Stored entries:
+++++

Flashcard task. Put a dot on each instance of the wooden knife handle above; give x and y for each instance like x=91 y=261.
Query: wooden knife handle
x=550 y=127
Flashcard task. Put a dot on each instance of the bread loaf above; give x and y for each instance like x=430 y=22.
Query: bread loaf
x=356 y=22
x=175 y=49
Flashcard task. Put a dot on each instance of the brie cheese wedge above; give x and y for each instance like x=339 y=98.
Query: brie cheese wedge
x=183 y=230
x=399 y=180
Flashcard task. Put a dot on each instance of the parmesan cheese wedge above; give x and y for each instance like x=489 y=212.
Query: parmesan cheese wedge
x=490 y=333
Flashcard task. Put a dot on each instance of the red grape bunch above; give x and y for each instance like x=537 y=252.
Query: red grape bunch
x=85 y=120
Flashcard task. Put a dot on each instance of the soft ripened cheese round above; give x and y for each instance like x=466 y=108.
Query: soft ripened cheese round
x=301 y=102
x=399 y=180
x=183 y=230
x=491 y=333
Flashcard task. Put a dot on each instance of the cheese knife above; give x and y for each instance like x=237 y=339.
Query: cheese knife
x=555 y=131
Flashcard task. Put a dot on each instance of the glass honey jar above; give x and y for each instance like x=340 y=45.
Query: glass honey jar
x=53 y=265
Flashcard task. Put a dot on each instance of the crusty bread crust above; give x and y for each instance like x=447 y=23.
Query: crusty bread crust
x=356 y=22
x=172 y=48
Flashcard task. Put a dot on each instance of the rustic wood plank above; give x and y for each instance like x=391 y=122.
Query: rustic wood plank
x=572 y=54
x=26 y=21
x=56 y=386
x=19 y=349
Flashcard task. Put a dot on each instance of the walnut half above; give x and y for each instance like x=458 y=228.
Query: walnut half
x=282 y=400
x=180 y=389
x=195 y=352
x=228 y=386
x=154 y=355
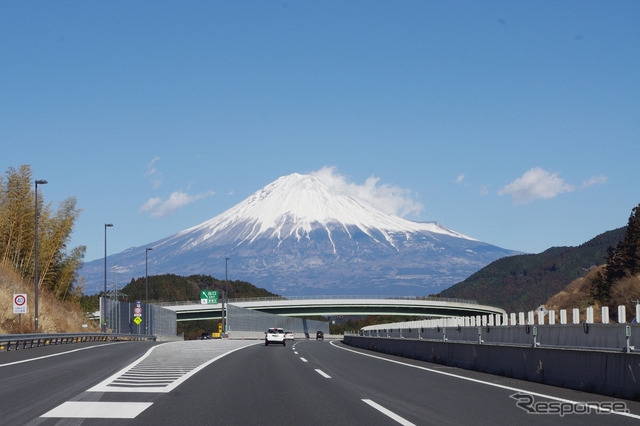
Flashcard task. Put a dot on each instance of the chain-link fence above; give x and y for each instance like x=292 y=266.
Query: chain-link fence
x=134 y=318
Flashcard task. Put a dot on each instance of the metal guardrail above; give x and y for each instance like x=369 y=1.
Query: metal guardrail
x=325 y=297
x=25 y=341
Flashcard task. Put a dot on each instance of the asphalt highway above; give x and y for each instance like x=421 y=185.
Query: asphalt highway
x=246 y=383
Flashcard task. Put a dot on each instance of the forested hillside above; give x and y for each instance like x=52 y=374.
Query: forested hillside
x=57 y=264
x=524 y=282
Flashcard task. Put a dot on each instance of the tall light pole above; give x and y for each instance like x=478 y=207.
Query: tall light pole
x=226 y=294
x=38 y=182
x=146 y=289
x=104 y=307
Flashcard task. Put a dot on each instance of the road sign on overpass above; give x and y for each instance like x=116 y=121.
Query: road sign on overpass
x=338 y=305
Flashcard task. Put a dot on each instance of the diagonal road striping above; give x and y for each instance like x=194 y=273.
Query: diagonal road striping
x=160 y=370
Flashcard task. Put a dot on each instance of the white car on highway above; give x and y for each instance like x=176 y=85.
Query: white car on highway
x=274 y=335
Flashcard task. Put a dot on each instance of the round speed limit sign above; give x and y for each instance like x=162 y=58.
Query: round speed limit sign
x=19 y=303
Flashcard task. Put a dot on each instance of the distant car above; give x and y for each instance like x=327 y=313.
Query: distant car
x=274 y=335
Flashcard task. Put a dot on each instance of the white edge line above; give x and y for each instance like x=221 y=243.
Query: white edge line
x=388 y=413
x=322 y=373
x=444 y=373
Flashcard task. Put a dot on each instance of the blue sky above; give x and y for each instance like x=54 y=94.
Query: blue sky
x=516 y=123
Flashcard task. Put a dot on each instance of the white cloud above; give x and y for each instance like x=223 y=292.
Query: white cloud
x=152 y=173
x=177 y=200
x=534 y=184
x=538 y=183
x=388 y=198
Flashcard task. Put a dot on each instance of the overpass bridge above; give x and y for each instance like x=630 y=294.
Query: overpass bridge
x=337 y=305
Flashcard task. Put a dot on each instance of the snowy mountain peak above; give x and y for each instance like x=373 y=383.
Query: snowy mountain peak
x=296 y=204
x=310 y=235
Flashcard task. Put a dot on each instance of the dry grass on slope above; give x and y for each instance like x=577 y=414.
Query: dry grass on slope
x=578 y=295
x=54 y=315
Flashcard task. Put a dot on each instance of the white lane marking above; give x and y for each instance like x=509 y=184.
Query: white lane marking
x=323 y=374
x=58 y=354
x=98 y=410
x=388 y=413
x=510 y=388
x=115 y=384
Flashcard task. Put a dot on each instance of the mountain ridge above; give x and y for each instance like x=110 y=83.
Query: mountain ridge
x=298 y=235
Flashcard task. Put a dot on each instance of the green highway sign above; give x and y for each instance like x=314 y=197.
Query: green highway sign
x=209 y=297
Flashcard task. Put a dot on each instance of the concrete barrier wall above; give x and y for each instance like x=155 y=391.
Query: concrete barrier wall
x=596 y=336
x=607 y=373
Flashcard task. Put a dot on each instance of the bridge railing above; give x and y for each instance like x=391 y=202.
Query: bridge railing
x=325 y=297
x=10 y=342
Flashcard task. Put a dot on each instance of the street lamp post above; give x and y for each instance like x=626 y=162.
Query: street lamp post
x=38 y=182
x=104 y=307
x=226 y=294
x=146 y=289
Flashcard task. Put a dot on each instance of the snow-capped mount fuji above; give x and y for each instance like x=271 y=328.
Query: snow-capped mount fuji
x=298 y=236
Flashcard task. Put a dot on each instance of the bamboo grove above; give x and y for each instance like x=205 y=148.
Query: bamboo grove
x=57 y=267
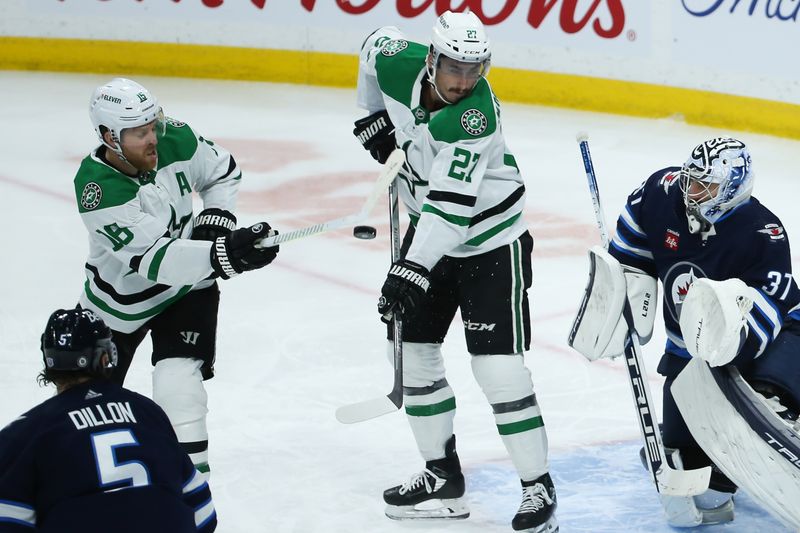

+++++

→ DO THIS: Could you copy the records from the line with "Flashcard task. Put a dot on each instance of the blue" up to and including the line with "x=310 y=235", swapping in "highway bridge" wherever "overpass bridge" appears and changing nothing else?

→ WRITTEN SOLUTION:
Flashcard task. Put a dot on each instance of the blue sky above; give x and y for each instance like x=54 y=94.
Query: blue sky
x=516 y=123
Flashcard task. Put a dot on each instance of the white cloud above; give x and y for each instance like x=223 y=292.
Query: white cloud
x=152 y=173
x=177 y=200
x=534 y=184
x=538 y=183
x=388 y=198
Flashcard task. Put a dot on each instance of the highway bridge above; give x and y for each instance like x=630 y=294.
Query: highway bridge
x=337 y=305
Flashcard task. Put a dot on each instance of the snowy mountain peak above; give x and y for each instance like x=373 y=383.
Query: snowy mountain peak
x=296 y=204
x=310 y=235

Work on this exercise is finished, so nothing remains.